[webkit-dev] Parallel JavaScript: Why a separate ParallelArray types

Mon Apr 15 19:05:52 PDT 2013

On Apr 12, 2013, at 10:26 PM, Filip Pizlo <fpizlo at apple.com> wrote:

> 
> You have all of the same problems as with threads and locks.  The two are logically equivalent.  You can imagine a lock as being a message queue that always has a token in it when the lock is unlocked, and the token is read out to "lock" the lock.  You can imagine a shared memory location as being a task that controls that location, and you send messages to it to read and write the location.

The key difference in practice seems to be that message passing can be made nonblocking and asynchronous, whereas locking typically is not.

> 
>> - No possibility of deadlock
> 
> There is a possibility of deadlock.  You can have one task waiting for a message from another, and that other waiting for a message from the first.

Yes, you can have pseudo-deadlocks like this, but unlike actually blocking on a mutex in serial code on the main thread, this will not cause the web page as a whole to outright hang. This is the only distinction I meant to draw. If my webpage was blocked on a hypothetical JS mutex on the main thread, then I (as the user) can't click on a link or select text or what have you. If it's waiting for a message reply that never comes, then I almost certainly can.

> 
> But I think that deadlocks are a red herring.  For a locked program to experience deadlock, you need an inversion of lock nesting.  But not only can this be detected dynamically - you can throw an exception as soon as it happens - it also seems to happen infrequently.  I've seen people scare each other over them at programming language conferences, but I think that deadlocks are sufficiently rare in practice that it's not worth worrying too much about.

I had the (perhaps incorrect) impression that there was no reliable way to avoid lock inversion other than globally ensuring that the program as a whole always grabs locks in the same order. If there is a better solution, then fine. But even a good solution would entail the potential of blocking the WebProcess main thread for a long time, and message passing doesn't have that effect.

> 
> 
>> - No performance penalty from correctly supporting fine-grained concurrent access to arbitrary mutable objects
> 
> There is a huge performance penalty.  Message queues involve the same underlying synchronization primitives as locks.  

There's no penalty to single-threaded code from message passing, though. With shared state however: If every JS array had to safely handle concurrent access from multiple threads (at the very least preventing memory corruption), that would be a huge performance penalty for single-threaded code. Or if you only turn on the checks when a second thread is created, then you have a performance cliff, and the checks would likely still harm code that doesn't actually access data structures concurrently.

Message passing (at least in the Workers style) is really only suitable for course-grained concurrency, and indeed, it does impose a significant communication overhead.

>> 
>> The first is particularly important as you really do not want the web page's UI thread to lock up, even if the page itself is not making progress.

=== RECORD EXCERPTS ===
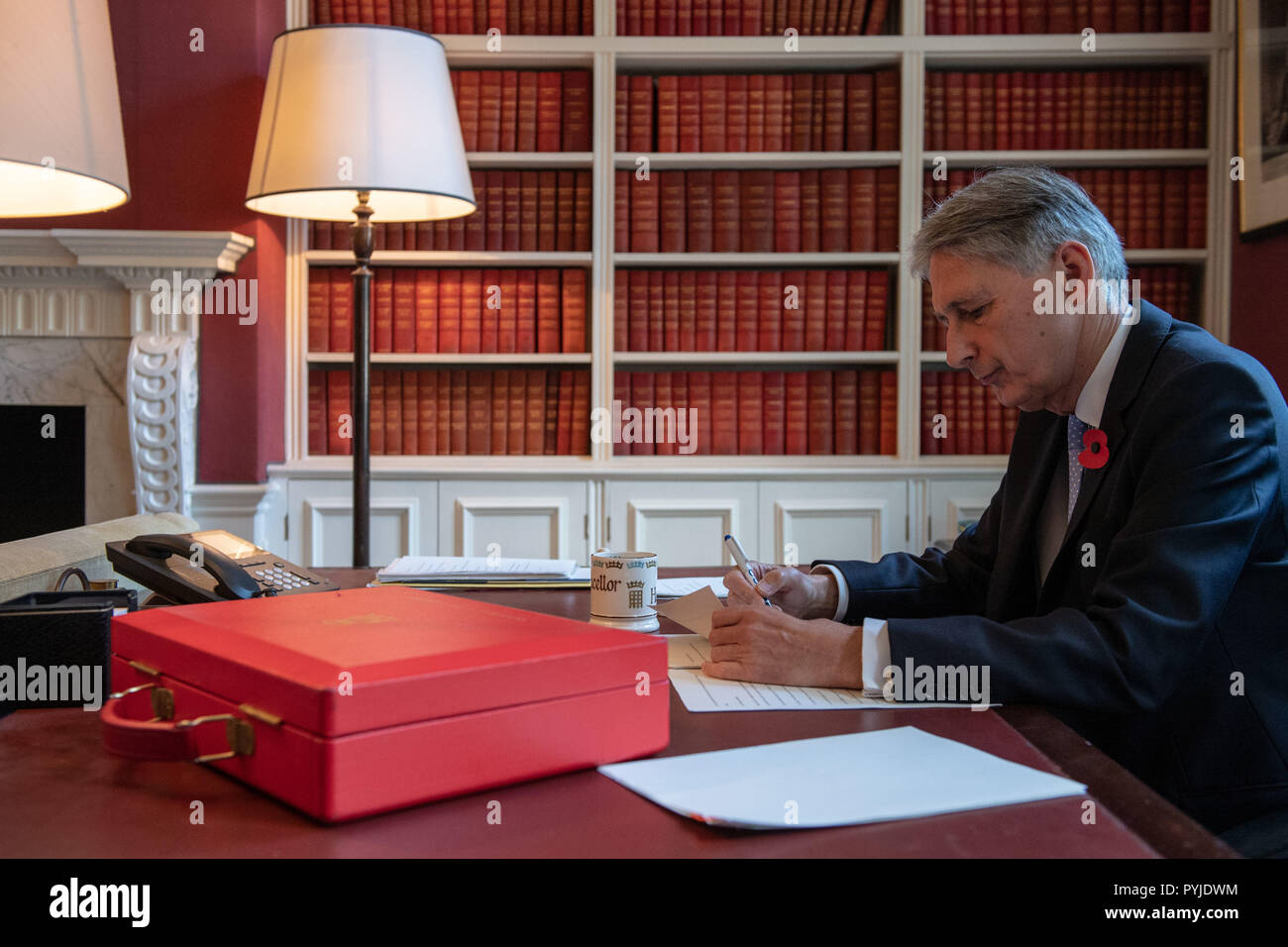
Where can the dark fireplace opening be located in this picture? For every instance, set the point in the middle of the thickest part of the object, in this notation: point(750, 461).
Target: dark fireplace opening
point(42, 470)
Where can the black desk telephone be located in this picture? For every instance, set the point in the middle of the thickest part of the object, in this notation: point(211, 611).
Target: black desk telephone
point(210, 566)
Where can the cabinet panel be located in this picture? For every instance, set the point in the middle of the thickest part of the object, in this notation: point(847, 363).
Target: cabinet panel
point(684, 522)
point(832, 519)
point(403, 518)
point(541, 519)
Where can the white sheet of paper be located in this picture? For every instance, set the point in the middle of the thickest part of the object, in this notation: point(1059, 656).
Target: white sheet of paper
point(836, 781)
point(675, 587)
point(702, 694)
point(694, 611)
point(687, 651)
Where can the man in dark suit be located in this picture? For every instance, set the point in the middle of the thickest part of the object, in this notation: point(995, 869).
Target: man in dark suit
point(1131, 573)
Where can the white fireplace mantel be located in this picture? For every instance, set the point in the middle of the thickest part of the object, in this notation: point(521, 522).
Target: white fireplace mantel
point(94, 290)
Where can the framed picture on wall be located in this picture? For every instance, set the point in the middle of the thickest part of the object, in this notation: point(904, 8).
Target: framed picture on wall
point(1262, 112)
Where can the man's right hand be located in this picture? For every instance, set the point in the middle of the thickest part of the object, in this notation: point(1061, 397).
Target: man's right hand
point(802, 594)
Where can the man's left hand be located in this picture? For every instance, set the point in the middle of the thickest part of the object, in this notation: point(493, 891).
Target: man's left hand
point(765, 644)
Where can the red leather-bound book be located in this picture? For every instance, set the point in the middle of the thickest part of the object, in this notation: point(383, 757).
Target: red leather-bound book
point(548, 311)
point(810, 210)
point(645, 196)
point(756, 112)
point(845, 395)
point(671, 311)
point(488, 132)
point(859, 110)
point(726, 226)
point(574, 331)
point(382, 312)
point(516, 418)
point(549, 111)
point(673, 210)
point(887, 112)
point(622, 211)
point(863, 209)
point(774, 399)
point(468, 107)
point(393, 412)
point(751, 416)
point(889, 412)
point(835, 198)
point(756, 210)
point(690, 114)
point(478, 411)
point(668, 114)
point(317, 412)
point(928, 408)
point(888, 209)
point(566, 202)
point(642, 398)
point(527, 294)
point(339, 421)
point(699, 185)
point(1196, 204)
point(724, 412)
point(563, 442)
point(698, 393)
point(640, 131)
point(769, 311)
point(712, 98)
point(735, 114)
point(820, 411)
point(833, 338)
point(870, 412)
point(472, 311)
point(376, 418)
point(636, 283)
point(686, 309)
point(776, 106)
point(726, 311)
point(706, 311)
point(576, 110)
point(580, 438)
point(795, 313)
point(548, 211)
point(320, 309)
point(621, 114)
point(855, 309)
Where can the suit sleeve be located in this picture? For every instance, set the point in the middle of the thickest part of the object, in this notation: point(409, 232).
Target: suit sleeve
point(1201, 499)
point(931, 583)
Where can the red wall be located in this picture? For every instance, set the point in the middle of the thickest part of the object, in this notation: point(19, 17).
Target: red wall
point(189, 124)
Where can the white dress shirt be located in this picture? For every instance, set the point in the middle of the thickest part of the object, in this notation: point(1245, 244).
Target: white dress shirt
point(1051, 527)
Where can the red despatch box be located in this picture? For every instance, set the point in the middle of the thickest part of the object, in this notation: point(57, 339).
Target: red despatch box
point(449, 696)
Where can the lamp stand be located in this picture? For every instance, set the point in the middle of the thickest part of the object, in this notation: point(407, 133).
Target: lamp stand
point(361, 398)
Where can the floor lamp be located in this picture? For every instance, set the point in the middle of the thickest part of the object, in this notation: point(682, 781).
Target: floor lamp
point(360, 115)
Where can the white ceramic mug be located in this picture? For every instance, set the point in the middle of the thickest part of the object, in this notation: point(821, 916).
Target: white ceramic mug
point(623, 590)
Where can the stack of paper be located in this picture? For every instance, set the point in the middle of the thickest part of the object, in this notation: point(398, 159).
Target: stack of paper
point(454, 571)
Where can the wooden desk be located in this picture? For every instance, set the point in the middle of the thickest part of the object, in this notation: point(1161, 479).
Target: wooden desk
point(64, 796)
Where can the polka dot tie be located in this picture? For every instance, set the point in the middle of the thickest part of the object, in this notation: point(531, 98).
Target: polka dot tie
point(1076, 431)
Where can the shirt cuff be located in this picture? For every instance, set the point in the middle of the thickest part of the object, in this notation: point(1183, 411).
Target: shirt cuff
point(842, 590)
point(876, 654)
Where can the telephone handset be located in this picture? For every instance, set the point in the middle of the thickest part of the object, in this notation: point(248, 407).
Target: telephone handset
point(209, 566)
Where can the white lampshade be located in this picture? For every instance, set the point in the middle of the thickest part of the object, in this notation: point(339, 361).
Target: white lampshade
point(352, 108)
point(60, 145)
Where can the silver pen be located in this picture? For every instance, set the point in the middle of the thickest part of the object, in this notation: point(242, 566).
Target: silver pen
point(741, 558)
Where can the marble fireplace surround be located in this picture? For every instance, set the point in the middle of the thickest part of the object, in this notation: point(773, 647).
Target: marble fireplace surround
point(77, 328)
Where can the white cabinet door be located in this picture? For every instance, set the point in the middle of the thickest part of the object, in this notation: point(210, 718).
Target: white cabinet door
point(956, 504)
point(536, 519)
point(802, 521)
point(684, 522)
point(403, 521)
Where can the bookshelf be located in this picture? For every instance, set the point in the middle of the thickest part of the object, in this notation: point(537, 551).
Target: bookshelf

=== WHAT IS ASKED ===
1) In the mailing list post, restate word for word everything from "Mon Apr 15 19:05:52" down to "from the first.".
2) Answer these questions about the mailing list post:
(a) What date and time appear at the top of the post?
(b) In the quoted reply, what can a lock be imagined as?
(c) If a page is waiting for a message reply that never comes, what two things does the writer say a user can almost certainly still do?
Answer using only the text, not the records.

=== RESULTS BY TASK ===
1)
Mon Apr 15 19:05:52 PDT 2013

On Apr 12, 2013, at 10:26 PM, Filip Pizlo <fpizlo at apple.com> wrote:

> 
> You have all of the same problems as with threads and locks.  The two are logically equivalent.  You can imagine a lock as being a message queue that always has a token in it when the lock is unlocked, and the token is read out to "lock" the lock.  You can imagine a shared memory location as being a task that controls that location, and you send messages to it to read and write the location.

The key difference in practice seems to be that message passing can be made nonblocking and asynchronous, whereas locking typically is not.

> 
>> - No possibility of deadlock
> 
> There is a possibility of deadlock.  You can have one task waiting for a message from another, and that other waiting for a message from the first.

2)
(a) Mon Apr 15 19:05:52 PDT 2013
(b) A message queue that always has a token in it when the lock is unlocked.
(c) Click on a link and select text.